◆ **Direction**
Rewrite the lines below so that "pixel coordinates" becomes "x and y coordinates" wherever it appears, with nothing else changed.

◆ **Data to use**
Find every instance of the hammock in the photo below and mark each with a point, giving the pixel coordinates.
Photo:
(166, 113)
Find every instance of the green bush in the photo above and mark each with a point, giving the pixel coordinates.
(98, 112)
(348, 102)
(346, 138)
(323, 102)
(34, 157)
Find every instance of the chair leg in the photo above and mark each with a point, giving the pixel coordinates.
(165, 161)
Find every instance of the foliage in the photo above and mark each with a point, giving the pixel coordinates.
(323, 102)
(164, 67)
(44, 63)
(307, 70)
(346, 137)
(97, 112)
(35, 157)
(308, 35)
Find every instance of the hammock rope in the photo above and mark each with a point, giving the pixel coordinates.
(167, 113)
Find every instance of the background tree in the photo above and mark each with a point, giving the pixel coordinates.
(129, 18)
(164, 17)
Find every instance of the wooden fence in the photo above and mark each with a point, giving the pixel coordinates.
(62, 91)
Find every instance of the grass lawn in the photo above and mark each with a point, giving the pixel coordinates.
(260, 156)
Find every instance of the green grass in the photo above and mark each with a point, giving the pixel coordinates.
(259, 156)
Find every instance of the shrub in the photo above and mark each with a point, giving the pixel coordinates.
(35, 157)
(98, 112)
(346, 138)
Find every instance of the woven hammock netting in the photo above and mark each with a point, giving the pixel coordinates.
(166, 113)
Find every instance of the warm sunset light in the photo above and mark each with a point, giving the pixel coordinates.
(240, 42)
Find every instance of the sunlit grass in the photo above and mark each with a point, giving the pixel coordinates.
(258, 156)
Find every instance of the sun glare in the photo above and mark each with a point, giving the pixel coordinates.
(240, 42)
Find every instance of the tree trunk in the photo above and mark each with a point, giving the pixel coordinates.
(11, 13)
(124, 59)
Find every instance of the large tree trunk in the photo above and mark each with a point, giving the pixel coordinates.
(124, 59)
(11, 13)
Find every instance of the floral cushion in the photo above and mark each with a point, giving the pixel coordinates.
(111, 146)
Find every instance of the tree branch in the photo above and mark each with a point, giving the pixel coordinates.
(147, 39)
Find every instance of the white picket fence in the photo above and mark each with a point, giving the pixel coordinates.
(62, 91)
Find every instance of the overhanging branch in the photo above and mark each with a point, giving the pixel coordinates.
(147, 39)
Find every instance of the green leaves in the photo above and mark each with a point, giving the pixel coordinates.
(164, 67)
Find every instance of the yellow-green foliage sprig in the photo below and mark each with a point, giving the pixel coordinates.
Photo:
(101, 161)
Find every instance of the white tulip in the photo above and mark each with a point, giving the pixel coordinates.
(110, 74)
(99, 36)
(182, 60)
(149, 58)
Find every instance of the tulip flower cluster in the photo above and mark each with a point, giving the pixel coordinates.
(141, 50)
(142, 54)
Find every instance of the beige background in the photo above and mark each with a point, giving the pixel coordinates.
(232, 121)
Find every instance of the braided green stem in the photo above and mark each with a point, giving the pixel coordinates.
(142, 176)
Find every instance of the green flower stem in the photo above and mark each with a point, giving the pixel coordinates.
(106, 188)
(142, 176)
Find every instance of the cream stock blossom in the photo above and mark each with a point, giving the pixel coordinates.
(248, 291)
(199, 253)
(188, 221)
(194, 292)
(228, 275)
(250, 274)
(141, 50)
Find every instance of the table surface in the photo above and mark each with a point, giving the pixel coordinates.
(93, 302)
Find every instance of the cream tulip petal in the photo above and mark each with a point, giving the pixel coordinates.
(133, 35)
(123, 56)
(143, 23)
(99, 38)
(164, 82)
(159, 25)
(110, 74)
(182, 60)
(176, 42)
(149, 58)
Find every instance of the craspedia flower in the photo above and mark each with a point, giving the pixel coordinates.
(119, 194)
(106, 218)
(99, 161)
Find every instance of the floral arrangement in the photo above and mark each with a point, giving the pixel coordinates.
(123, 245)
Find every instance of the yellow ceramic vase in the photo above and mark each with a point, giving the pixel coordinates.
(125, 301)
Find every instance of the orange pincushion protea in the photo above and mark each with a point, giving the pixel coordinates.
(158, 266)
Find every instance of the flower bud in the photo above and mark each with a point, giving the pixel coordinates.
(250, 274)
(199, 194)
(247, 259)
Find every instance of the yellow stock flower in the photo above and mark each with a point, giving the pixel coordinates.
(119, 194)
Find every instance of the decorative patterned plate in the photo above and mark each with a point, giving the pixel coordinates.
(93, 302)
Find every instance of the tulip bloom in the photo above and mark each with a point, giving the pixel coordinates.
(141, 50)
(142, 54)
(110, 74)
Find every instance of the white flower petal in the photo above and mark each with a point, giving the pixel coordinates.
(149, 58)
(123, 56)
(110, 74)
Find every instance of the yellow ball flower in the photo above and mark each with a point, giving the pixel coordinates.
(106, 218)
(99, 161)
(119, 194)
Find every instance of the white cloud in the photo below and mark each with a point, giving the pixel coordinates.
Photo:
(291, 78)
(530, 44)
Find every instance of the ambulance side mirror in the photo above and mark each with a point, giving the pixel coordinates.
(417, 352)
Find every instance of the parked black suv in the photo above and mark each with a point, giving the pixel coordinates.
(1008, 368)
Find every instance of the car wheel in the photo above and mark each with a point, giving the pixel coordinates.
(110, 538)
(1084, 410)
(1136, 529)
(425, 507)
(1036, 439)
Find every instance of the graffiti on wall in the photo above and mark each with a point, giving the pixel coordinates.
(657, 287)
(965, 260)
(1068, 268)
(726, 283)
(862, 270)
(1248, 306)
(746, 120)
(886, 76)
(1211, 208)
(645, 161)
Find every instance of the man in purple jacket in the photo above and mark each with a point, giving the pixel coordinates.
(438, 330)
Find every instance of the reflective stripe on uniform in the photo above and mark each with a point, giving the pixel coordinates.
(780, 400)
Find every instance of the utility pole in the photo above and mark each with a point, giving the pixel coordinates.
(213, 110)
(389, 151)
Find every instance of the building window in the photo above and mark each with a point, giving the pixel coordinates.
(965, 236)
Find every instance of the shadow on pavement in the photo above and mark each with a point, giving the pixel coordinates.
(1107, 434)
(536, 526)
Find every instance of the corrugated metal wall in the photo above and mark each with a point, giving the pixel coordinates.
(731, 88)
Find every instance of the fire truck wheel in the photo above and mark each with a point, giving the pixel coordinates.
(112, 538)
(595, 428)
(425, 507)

◆ **Expected answer**
Find every instance of the hammock in the photo below and mark each with a point, giving the x and y coordinates.
Photo:
(166, 113)
Find every instance of the green bush in the photo above and mark each with a point, giving the x and y coordinates.
(98, 112)
(348, 102)
(346, 138)
(323, 102)
(34, 157)
Find every instance of the chair leg in the photo above and mark each with a point, giving the x and y coordinates.
(165, 161)
Find every instance of the foliage in the photo above and mark each with a point, giving the x and y coordinates.
(323, 102)
(164, 67)
(44, 63)
(307, 70)
(346, 137)
(97, 112)
(35, 157)
(308, 35)
Find every instance of the hammock rope in the photo above and mark each with a point, giving the x and y coordinates.
(167, 113)
Find every instance of the background tree in the photo above and mark each with a point, giving the x and y coordinates.
(129, 18)
(164, 17)
Find every instance of the wooden fence in the photo above and mark each with a point, giving the x and y coordinates.
(62, 91)
Find every instance of the grass lawn in the photo above and mark each with a point, giving the x and y coordinates.
(260, 156)
Find every instance of the green grass in the photo above and mark each with a point, giving the x and y coordinates.
(259, 156)
Find every instance of the shrub in the photo above and mark each with a point, giving the x and y coordinates.
(35, 157)
(98, 112)
(346, 138)
Find every instance of the woven hammock netting in the photo above and mark each with a point, giving the x and y coordinates.
(166, 113)
Find every instance of the warm sunset light in the photo above and mark each with a point, giving the x and y coordinates.
(240, 42)
Find every instance of the sunlit grass in the photo above and mark each with a point, giving the x and y coordinates.
(258, 156)
Find every instance of the sun glare in the photo above and mark each with a point, giving the x and y coordinates.
(240, 42)
Find every instance of the tree trunk in the photo above and mark each with a point, giving the x and y coordinates.
(11, 13)
(124, 59)
Find every instance of the large tree trunk in the photo above and mark each with a point, giving the x and y coordinates.
(124, 59)
(11, 13)
Find every instance of the floral cushion in the photo above and mark each with a point, giving the x and y coordinates.
(111, 146)
Find every instance of the tree branch in the photo above and mark each with a point, giving the x and y coordinates.
(147, 39)
Find every instance of the white picket fence in the photo above and mark each with a point, giving the x and y coordinates.
(62, 91)
Find every instance of the overhanging branch in the photo above and mark each with a point, giving the x and y coordinates.
(147, 39)
Find every instance of the green leaves in the photo above and mark each with a point, giving the x and y coordinates.
(164, 67)
Find every instance of the yellow-green foliage sprig in the photo below and mark each with a point, giving the x and y coordinates.
Photo:
(101, 161)
Find every instance of the white tulip in the photo above and mark each with a point, giving the x and y coordinates.
(110, 74)
(99, 36)
(182, 60)
(149, 58)
Find every instance of the tulip flower cluster in the photo above and mark each with a point, giving the x and y coordinates.
(141, 50)
(142, 54)
Find every instance of the beige background in the photo above and mark each with a point, giving the x and y coordinates.
(232, 121)
Find every instance of the braided green stem in the photo above and mark each with a point, giving the x and y coordinates.
(142, 176)
Find every instance of the green flower stem in the photo above and mark each with a point, giving the x and y coordinates.
(106, 188)
(142, 176)
Find every instance of the cream stock blossom in the photo above and mark each with a point, giving the x and y coordinates.
(248, 291)
(199, 253)
(188, 221)
(194, 292)
(228, 275)
(250, 274)
(141, 50)
Find every instance of the table surface in the photo above and mark each with a point, giving the x and y coordinates.
(93, 302)
Find every instance of the cream tulip petal in the photo above and mark each with a point, giving the x and y coordinates.
(133, 35)
(123, 56)
(143, 23)
(99, 38)
(164, 82)
(159, 25)
(110, 74)
(182, 60)
(176, 42)
(149, 58)
Find every instance of the craspedia flower in the photo above and mark each with a point, giving the x and y coordinates.
(119, 194)
(106, 218)
(99, 161)
Find every instance of the floral arrangement in the photo above and mark each with a point, giving the x and y coordinates.
(123, 245)
Find every instance of the yellow ceramic vase in the photo above and mark each with a point, giving the x and y coordinates.
(125, 301)
Find every instance of the orange pincushion protea in the photo above and mark each with a point, giving the x and y coordinates.
(158, 266)
Find every instance of the flower bud in the photo above and mark each with a point, giving the x and y coordinates.
(250, 274)
(199, 194)
(247, 259)
Find every instance of the yellow stock flower in the photo above and mark each with a point, giving the x and y coordinates.
(119, 194)
Find every instance of the decorative patterned plate in the photo above and mark each with a point, giving the x and y coordinates.
(93, 302)
Find every instance of the tulip bloom in the photo above and mark each with a point, giving the x and y coordinates.
(141, 50)
(142, 54)
(110, 74)
Find every instance of the white flower petal in the photo above and mark each with a point, giving the x and y coordinates.
(149, 58)
(123, 56)
(110, 74)
Find every instance of the yellow ball flower in the photo above and mark each with a point, giving the x and y coordinates.
(106, 218)
(99, 161)
(119, 194)
Find every instance of the white cloud in the photo below and mark each with a point, giving the x and y coordinates.
Photo:
(291, 78)
(530, 44)
Find every instance of the ambulance side mirror in the photo above and mark each with a point, giving the x and y coordinates.
(417, 352)
Find every instance of the parked black suv in the photo above and mark each with a point, giving the x and y coordinates.
(1008, 368)
Find every instance of the car wheel in the photo above and mark each with a point, giving the x and y coordinates.
(110, 538)
(1084, 410)
(1136, 529)
(425, 507)
(1036, 439)
Find every instance of the graffiti on wall in the photo above and mark each with a point, giving the x and y coordinates.
(657, 287)
(965, 260)
(1068, 268)
(726, 283)
(862, 270)
(1248, 306)
(746, 120)
(886, 76)
(1211, 208)
(645, 161)
Find every instance of the man in purple jacket in the photo above and mark each with a point, giving the x and y coordinates.
(438, 330)
Find every instance of the reflective stripe on uniform in the photo above and mark each with a point, giving the x and y coordinates.
(780, 400)
Find every instance of the utility pole in the photo above and mark each with a point, giving the x and y coordinates.
(213, 110)
(389, 151)
Find every instance of the building window in the photo above and mark each with a point, giving the x and y coordinates.
(965, 236)
Find every instance of the shadow on pavement in the photo above and mark each with a point, giving the x and y coordinates.
(1107, 434)
(536, 526)
Find every instance of the corrugated metal wall in the photo above and mark each with a point, giving the x and y coordinates.
(731, 88)
Find every instance of the fire truck wheel in the photo above and mark each with a point, giving the x and y coordinates.
(112, 538)
(595, 428)
(425, 507)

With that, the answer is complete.